**Work to do:**
Set down, unchanged, the part of the listing that opens with the line containing "Mark every instance of the stadium" and runs through the listing's final line.

**Listing:**
[BEGIN]
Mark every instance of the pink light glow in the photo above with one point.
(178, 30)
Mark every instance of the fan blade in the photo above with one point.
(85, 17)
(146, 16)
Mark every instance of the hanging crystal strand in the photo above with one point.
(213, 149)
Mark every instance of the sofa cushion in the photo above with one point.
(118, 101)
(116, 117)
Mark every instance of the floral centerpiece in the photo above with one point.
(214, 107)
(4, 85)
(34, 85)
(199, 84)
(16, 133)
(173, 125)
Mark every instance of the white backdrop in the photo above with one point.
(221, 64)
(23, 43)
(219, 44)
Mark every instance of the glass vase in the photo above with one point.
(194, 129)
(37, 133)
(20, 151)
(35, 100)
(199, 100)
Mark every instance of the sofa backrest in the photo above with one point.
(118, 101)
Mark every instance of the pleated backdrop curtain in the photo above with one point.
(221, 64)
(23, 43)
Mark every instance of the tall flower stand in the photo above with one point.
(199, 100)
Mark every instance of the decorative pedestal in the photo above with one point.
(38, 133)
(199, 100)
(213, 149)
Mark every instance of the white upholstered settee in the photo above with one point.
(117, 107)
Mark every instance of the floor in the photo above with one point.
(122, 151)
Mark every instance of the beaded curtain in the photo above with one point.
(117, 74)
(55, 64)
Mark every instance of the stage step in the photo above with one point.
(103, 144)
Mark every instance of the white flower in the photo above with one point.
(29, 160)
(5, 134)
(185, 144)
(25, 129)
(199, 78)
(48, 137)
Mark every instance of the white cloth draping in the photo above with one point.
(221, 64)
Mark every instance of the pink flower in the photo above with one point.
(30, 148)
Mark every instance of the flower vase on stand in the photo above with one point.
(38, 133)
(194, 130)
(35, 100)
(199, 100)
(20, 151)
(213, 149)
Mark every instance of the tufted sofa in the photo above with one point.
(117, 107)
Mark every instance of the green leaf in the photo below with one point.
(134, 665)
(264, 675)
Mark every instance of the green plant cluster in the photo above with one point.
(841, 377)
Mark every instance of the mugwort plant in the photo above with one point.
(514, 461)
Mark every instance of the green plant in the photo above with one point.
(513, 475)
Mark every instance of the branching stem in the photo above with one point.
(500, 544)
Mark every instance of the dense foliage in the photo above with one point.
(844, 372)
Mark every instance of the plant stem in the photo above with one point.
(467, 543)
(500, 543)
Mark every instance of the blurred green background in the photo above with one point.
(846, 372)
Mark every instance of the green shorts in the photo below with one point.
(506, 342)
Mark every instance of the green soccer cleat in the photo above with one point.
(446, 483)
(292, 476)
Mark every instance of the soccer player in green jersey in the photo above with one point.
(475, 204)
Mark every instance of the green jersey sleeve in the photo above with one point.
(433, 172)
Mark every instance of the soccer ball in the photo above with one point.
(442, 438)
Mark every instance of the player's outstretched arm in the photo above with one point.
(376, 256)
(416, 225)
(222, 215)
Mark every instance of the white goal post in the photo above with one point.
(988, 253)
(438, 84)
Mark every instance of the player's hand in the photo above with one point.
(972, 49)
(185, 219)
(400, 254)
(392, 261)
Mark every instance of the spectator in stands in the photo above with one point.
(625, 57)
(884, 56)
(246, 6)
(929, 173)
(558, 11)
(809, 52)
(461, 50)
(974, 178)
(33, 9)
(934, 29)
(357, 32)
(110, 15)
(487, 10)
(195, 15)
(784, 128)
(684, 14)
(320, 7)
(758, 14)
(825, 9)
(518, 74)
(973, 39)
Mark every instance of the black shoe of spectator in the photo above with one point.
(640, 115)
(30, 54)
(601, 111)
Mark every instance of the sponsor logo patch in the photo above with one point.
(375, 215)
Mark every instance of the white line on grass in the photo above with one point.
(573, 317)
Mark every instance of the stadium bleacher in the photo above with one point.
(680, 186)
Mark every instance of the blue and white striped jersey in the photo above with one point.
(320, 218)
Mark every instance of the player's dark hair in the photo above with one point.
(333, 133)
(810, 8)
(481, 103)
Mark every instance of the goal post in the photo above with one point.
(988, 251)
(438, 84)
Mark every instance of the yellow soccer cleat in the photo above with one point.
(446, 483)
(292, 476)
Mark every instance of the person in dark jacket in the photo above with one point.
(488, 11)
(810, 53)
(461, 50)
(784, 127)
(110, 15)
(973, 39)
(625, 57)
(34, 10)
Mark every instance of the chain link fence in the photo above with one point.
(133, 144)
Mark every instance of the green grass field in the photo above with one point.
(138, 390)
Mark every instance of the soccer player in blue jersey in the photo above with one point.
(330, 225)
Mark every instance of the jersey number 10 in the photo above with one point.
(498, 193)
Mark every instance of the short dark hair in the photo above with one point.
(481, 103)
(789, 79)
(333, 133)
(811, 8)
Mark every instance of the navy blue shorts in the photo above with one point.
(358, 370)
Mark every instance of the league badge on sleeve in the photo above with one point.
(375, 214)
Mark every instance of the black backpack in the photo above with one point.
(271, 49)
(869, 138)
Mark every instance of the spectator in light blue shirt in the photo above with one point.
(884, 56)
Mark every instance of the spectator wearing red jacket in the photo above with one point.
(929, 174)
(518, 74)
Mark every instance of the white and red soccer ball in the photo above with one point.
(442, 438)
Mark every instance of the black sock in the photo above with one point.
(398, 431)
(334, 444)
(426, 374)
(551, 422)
[END]
**Task answer:**
Mark every instance of the stadium bleacher in the photo above with one point.
(680, 186)
Mark every instance of the blue and white striped jersey in the photo above with one point.
(320, 218)
Mark every instance of the player's dark hair in the photo above with one point.
(333, 133)
(810, 8)
(481, 103)
Mark every instance of the goal post in the photo above with one point.
(988, 251)
(438, 84)
Mark every instance of the yellow soccer cleat in the photo above with one point.
(446, 483)
(292, 476)
Mark every instance of the person in dark jacket in the photo above with one point.
(488, 11)
(810, 53)
(461, 50)
(784, 127)
(110, 15)
(973, 39)
(625, 57)
(34, 10)
Mark every instance of the chain link fence in the photo above with one point.
(133, 144)
Mark every instance of the green grass field in the photo above with one point.
(138, 390)
Mark every instance of the soccer player in blue jersey in the photo above with one point.
(330, 225)
Mark every instance of the jersey number 10 in the photo above with one point.
(498, 193)
Mark every instance of the short dark hair in the photo above with one point.
(481, 103)
(789, 79)
(333, 133)
(811, 8)
Mark every instance of the navy blue shorts in the photo above with one point.
(358, 370)
Mark every instance of the league badge on sleeve in the photo above with one point.
(375, 214)
Mark every instance of the black backpack in the photo above with one point.
(271, 49)
(869, 138)
Mark every instance of the spectator in light blue shirt in the photo above with one point.
(884, 56)
Mark every instance of the spectator wearing red jacket in the photo above with one point.
(929, 174)
(518, 74)
Mark every instance of the white and red soccer ball in the photo above with one point.
(442, 438)
Mark every instance of the black sock in the photo above with one point.
(398, 431)
(334, 444)
(426, 374)
(551, 422)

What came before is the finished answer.